● **Problem**: The data below is to be transcribed word for word; pictures are to be excluded.

● **Input data**:
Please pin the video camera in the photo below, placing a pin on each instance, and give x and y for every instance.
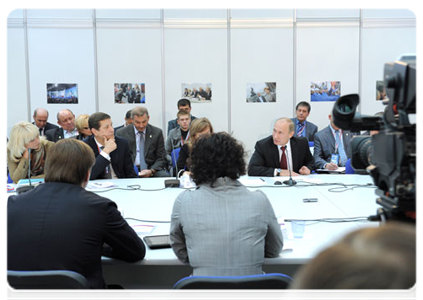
(392, 154)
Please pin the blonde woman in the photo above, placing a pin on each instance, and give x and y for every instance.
(81, 124)
(198, 128)
(25, 136)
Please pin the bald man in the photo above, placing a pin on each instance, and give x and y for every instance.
(66, 120)
(40, 120)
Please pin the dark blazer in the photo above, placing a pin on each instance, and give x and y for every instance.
(48, 127)
(174, 124)
(324, 146)
(311, 129)
(266, 158)
(120, 157)
(55, 134)
(61, 226)
(154, 150)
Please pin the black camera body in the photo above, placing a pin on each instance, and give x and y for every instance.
(392, 155)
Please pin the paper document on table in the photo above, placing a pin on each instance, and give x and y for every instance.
(98, 185)
(143, 229)
(339, 170)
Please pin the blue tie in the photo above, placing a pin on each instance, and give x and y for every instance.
(143, 164)
(341, 151)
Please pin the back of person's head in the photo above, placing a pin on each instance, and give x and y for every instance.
(69, 161)
(291, 125)
(305, 104)
(184, 102)
(372, 263)
(21, 134)
(81, 122)
(95, 118)
(139, 111)
(217, 155)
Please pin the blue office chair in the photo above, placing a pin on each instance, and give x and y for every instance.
(263, 286)
(47, 285)
(348, 167)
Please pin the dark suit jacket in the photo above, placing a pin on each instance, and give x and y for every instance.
(324, 146)
(120, 157)
(154, 150)
(55, 134)
(266, 157)
(61, 226)
(311, 129)
(173, 124)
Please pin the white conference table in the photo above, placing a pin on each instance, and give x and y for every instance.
(154, 276)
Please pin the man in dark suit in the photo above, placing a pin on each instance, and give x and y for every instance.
(146, 144)
(331, 147)
(303, 128)
(184, 104)
(113, 157)
(66, 120)
(40, 120)
(281, 152)
(67, 227)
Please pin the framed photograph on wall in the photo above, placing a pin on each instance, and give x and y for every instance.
(261, 92)
(62, 93)
(129, 93)
(325, 90)
(197, 92)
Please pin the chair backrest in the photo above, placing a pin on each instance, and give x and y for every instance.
(174, 155)
(264, 286)
(46, 285)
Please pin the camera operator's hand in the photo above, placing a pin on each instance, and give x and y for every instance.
(331, 166)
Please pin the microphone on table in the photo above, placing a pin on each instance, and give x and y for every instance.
(26, 188)
(173, 182)
(289, 182)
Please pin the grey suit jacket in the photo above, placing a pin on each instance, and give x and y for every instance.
(324, 146)
(224, 229)
(311, 129)
(154, 150)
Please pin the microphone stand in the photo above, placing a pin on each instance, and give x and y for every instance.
(289, 182)
(24, 189)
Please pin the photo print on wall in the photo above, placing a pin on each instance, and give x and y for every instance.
(62, 93)
(197, 92)
(325, 90)
(129, 93)
(261, 92)
(380, 91)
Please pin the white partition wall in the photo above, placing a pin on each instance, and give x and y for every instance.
(227, 48)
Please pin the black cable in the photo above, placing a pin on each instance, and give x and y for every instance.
(147, 221)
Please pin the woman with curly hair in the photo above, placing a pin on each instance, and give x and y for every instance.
(222, 228)
(25, 136)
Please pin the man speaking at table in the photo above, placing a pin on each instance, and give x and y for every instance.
(113, 157)
(61, 226)
(281, 153)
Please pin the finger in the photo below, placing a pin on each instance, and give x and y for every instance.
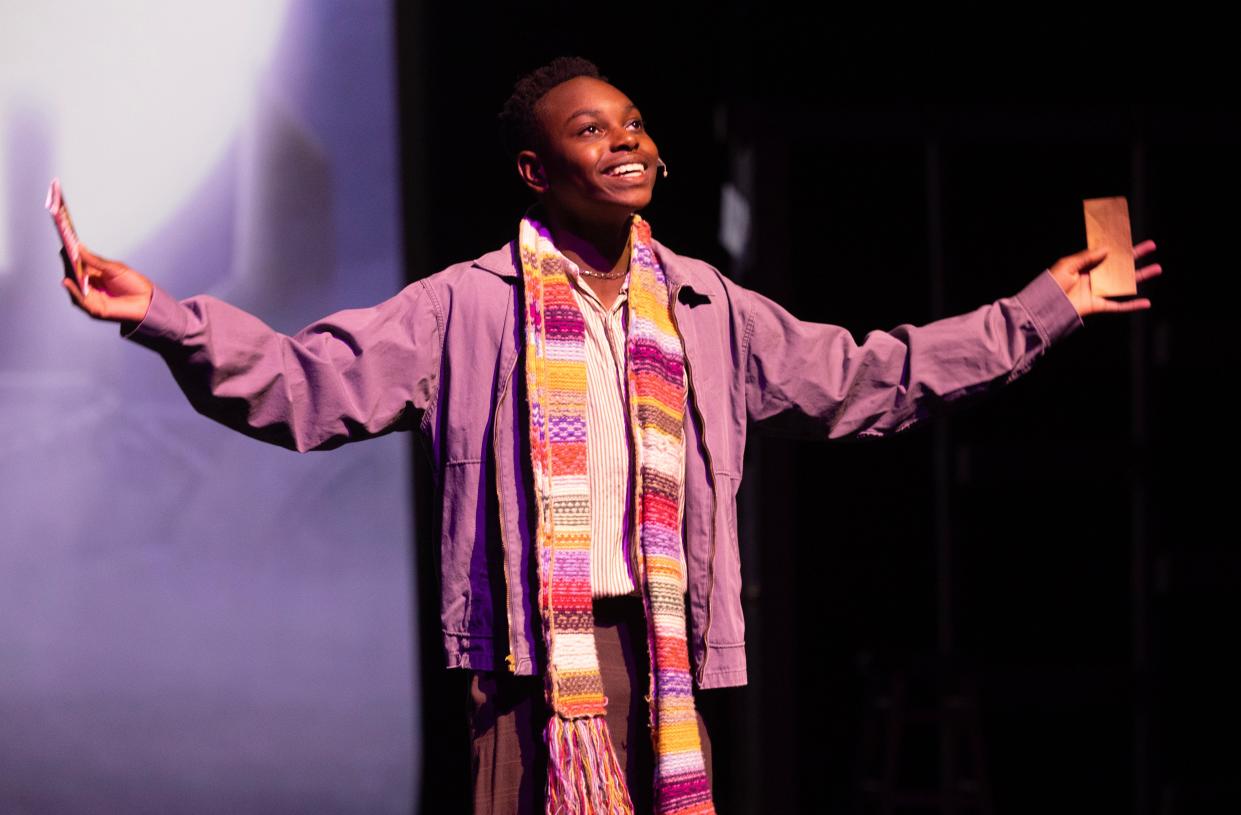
(76, 294)
(1138, 304)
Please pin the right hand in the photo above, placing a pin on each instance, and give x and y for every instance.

● **Exercise result**:
Please pin the video camera in the photo below, placing a pin on each instance, and give x and y for every instance.
(392, 154)
Please pin the blonde woman in the photo above, placing a pin on each instance, and give x and y for every instance.
(81, 124)
(198, 128)
(25, 136)
Please pin the bald man in the photo above, placing a pin on each instance, and give x and y for every instance.
(66, 120)
(40, 120)
Please pin the dark blazer in the photo above, placing a pin on each instance, and give x and y for every instance.
(48, 127)
(174, 124)
(324, 146)
(311, 129)
(266, 158)
(120, 157)
(55, 134)
(61, 226)
(154, 150)
Please pin the black camera body in the photo above, placing a pin on each instance, and give x and y for every instance.
(392, 155)
Please pin the paper document on table in the photo above, placing a pin on each instance, and give x and y for every instance.
(98, 185)
(143, 229)
(339, 170)
Please pin the blue tie in the photo above, placing a pin on each instance, and give x and y for every instance.
(143, 164)
(341, 151)
Please pin the back of person's head in the photo above, placing a pin on each instance, and give x and y for every instance.
(69, 161)
(291, 125)
(305, 104)
(184, 102)
(372, 263)
(21, 134)
(81, 122)
(95, 118)
(139, 111)
(217, 155)
Please pin the blue office chair in the photo above, placing a pin on each instance, and give x and y for every instance.
(263, 286)
(47, 285)
(348, 167)
Please pin the dark suit jacket in the photo above, placing a pin on each instance, and give x and y for every instance.
(324, 146)
(120, 157)
(154, 150)
(55, 134)
(266, 157)
(61, 226)
(311, 129)
(173, 124)
Please pin the white conference table in the photo above, placing a pin on each instance, and give x and y for every instance.
(154, 276)
Please pin the man in dark suit in the photo above, placing a pin on each instance, and give x and y for every instance.
(146, 144)
(331, 147)
(303, 128)
(184, 104)
(113, 157)
(66, 120)
(40, 120)
(281, 152)
(67, 227)
Please pin the framed photograph on wall in the photo above, placing a pin on each instance, and give x and y for every instance.
(261, 92)
(62, 93)
(129, 93)
(325, 90)
(197, 92)
Please pin the chair backrest in the photo above, placing a pin on each instance, and give x and y for every instance.
(174, 155)
(264, 286)
(46, 285)
Please pin the camera operator's hand in the photo above, placing a pin on each instance, and give x and y for every instance.
(331, 166)
Please pin the microphone on table in the photo above, placing a pin on each instance, and give x and y for every instance.
(26, 188)
(173, 182)
(289, 182)
Please pin the grey suit jacket in the photo above, placing a pin on each instance, and give x and y for every instance.
(324, 146)
(224, 229)
(311, 129)
(154, 150)
Please pin the microphone stand in the photo above, placing a pin on each instance, and give x and y for every instance.
(289, 182)
(24, 189)
Please pin the photo print on wall in the photo above, placing a pin on each instance, and give x and y for every instance.
(62, 93)
(197, 92)
(325, 90)
(129, 93)
(261, 92)
(380, 91)
Please pin the white partition wall in the photo above, placing a pin on each instance, and give x and y for every instance.
(227, 48)
Please pin the black cable in the photo above, placing a pin on each instance, and give x and y for every instance.
(147, 221)
Please pin the woman with curly hair in the photo above, placing a pin on each instance, and give x and y for every instance.
(222, 228)
(25, 136)
Please pin the man speaking at table in the photo above, placing a pin on each instance, and give x and y for every instance.
(113, 157)
(61, 226)
(281, 153)
Please pin the finger in the photo below, placing a pin on each instance, and give x and y for every instance.
(76, 294)
(1138, 304)
Please pin the right hand in the photo above, placing a pin on each instance, and give x and y for every instance.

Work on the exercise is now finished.